- Excerpted records -
##############################

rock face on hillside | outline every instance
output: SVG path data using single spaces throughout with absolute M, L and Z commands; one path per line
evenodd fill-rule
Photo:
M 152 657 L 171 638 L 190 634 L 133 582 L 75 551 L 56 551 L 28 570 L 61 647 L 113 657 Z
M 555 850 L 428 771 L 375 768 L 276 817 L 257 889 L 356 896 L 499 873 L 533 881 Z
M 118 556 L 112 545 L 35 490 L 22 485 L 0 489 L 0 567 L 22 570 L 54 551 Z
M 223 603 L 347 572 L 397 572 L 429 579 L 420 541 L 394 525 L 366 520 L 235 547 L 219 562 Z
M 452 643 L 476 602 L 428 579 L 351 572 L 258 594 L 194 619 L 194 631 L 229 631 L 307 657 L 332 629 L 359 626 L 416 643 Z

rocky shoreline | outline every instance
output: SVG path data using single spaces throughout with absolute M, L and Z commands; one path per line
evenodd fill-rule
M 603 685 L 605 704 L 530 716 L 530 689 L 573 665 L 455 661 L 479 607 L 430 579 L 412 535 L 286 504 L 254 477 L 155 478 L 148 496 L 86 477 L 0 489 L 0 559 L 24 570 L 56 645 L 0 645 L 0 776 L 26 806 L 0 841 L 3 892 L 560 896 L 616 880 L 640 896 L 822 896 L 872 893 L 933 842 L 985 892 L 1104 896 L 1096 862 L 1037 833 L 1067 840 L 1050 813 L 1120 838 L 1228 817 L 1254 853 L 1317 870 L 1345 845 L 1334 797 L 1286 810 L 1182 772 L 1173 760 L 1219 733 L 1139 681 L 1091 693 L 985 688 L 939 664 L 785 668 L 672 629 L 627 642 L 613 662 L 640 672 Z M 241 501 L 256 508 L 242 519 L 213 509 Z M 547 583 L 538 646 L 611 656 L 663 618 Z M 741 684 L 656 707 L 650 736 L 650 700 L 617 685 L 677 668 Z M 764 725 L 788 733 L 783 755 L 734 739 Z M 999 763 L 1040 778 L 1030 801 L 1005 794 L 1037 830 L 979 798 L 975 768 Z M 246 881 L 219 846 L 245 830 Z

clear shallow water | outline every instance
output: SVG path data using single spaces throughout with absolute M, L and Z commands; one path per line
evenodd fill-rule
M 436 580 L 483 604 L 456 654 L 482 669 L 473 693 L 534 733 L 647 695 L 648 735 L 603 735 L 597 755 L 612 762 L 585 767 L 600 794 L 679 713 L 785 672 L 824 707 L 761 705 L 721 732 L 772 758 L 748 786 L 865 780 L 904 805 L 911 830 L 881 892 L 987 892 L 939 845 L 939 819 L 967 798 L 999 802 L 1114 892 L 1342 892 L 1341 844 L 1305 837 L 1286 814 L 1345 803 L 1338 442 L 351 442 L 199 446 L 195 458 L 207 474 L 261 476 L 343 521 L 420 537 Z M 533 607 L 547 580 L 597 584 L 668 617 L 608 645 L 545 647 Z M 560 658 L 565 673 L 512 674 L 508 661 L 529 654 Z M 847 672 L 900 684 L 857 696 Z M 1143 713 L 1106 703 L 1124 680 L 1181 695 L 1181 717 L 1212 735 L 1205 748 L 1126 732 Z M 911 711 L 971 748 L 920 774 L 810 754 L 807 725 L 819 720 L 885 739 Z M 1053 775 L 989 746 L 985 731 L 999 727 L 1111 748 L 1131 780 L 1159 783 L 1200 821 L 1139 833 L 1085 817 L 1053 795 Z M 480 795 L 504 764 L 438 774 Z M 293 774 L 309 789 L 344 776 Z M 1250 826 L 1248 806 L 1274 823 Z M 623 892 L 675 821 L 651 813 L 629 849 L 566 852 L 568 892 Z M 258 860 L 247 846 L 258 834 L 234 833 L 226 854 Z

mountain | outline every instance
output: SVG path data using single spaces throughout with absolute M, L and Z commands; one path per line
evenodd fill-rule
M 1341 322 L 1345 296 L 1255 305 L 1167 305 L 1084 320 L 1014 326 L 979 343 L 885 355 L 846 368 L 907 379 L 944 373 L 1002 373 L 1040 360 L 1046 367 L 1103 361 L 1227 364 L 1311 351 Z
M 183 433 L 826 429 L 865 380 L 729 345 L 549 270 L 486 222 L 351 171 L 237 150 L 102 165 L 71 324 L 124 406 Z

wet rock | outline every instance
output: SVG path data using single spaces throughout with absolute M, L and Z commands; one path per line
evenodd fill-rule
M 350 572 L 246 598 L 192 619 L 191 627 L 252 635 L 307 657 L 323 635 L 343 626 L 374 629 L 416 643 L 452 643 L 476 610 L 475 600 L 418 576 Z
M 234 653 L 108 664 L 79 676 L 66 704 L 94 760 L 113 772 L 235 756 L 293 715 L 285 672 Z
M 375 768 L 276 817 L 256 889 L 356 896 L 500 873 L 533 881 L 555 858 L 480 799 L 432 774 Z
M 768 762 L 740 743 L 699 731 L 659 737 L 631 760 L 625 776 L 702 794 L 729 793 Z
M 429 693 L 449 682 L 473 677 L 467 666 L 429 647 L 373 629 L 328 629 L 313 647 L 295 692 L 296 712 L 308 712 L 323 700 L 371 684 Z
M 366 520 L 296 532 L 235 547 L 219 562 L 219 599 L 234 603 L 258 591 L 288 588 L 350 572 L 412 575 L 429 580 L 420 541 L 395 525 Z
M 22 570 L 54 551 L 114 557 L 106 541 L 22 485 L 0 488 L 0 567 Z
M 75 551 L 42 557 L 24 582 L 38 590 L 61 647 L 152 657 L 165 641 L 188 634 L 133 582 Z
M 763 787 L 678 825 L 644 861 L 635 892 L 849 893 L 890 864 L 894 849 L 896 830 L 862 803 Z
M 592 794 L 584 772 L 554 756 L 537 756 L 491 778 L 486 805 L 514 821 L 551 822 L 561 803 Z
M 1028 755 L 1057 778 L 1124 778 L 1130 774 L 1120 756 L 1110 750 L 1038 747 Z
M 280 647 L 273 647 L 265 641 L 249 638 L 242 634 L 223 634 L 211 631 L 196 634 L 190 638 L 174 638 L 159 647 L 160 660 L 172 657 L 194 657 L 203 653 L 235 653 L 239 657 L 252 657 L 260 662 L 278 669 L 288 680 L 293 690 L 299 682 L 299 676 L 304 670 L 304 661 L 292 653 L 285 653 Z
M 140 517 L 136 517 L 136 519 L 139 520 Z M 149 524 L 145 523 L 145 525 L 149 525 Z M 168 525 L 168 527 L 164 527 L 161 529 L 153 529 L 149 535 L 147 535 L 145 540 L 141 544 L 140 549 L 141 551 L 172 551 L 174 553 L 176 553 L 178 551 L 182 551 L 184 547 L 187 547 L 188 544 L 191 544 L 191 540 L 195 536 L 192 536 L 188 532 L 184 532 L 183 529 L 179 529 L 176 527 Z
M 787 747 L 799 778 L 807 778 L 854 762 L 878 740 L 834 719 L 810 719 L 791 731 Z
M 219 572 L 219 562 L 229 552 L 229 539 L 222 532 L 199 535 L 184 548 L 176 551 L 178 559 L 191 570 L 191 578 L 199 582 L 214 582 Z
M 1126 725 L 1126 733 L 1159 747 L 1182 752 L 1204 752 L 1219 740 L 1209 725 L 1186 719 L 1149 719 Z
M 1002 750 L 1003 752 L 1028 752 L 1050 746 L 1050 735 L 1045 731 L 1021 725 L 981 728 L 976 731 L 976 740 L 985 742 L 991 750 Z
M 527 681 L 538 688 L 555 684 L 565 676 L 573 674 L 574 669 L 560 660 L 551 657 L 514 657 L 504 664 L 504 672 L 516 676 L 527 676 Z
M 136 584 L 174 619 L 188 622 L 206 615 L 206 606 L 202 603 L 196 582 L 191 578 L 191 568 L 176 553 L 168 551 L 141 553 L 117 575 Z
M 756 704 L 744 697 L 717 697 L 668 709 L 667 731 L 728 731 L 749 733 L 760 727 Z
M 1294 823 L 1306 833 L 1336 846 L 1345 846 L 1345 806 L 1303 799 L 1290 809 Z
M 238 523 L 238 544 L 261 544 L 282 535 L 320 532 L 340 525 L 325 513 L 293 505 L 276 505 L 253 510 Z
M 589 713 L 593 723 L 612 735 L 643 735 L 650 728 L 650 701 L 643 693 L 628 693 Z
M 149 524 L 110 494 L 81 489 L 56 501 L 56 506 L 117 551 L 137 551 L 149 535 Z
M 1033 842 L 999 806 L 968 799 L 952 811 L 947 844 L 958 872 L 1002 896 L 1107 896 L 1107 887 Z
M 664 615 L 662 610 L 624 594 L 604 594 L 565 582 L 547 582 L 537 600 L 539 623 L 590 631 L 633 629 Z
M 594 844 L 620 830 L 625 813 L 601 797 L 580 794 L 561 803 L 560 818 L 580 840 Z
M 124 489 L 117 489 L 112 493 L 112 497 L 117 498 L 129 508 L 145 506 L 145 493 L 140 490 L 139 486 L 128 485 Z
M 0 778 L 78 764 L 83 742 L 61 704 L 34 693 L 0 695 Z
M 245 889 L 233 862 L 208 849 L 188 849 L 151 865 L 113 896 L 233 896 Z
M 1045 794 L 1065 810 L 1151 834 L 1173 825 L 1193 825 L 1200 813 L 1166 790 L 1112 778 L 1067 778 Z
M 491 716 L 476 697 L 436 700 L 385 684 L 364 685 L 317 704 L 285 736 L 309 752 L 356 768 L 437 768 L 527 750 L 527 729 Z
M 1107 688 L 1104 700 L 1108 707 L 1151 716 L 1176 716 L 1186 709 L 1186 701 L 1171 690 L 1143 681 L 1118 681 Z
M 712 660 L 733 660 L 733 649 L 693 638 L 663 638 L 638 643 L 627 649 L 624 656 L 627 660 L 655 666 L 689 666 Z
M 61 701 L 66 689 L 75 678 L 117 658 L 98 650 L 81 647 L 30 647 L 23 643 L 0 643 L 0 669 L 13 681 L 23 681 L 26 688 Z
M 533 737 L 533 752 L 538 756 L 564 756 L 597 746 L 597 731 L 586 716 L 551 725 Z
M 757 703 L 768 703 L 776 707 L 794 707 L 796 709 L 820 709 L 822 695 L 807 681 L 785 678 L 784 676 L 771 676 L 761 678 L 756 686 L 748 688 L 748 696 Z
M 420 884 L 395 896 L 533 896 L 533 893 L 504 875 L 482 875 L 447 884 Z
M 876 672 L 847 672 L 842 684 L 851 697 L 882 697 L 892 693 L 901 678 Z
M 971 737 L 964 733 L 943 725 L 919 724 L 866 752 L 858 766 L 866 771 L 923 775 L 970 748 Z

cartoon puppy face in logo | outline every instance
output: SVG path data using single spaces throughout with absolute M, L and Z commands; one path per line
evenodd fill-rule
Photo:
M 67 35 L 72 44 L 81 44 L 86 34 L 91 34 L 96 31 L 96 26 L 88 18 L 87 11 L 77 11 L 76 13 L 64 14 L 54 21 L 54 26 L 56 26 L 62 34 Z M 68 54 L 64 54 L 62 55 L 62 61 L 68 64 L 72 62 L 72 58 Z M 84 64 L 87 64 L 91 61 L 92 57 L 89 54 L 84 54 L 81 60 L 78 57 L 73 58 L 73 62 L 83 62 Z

##############################

- Exercise directions -
Please quote everything from the line containing "cartoon puppy face" down to the final line of the rows above, reproducing each line word for word with both ends included.

- Solved problem -
cartoon puppy face in logo | outline every instance
output: SVG path data using single spaces throughout with absolute M, L and Z commands; one path per line
evenodd fill-rule
Photo:
M 67 35 L 72 44 L 81 44 L 86 34 L 91 34 L 96 31 L 96 26 L 88 18 L 87 11 L 77 11 L 76 13 L 64 14 L 54 21 L 54 26 L 56 26 L 62 34 Z M 68 54 L 64 54 L 62 55 L 62 61 L 68 64 L 72 62 L 72 58 Z M 84 64 L 87 64 L 91 61 L 92 57 L 89 54 L 84 54 L 81 60 L 78 57 L 73 58 L 73 62 L 83 62 Z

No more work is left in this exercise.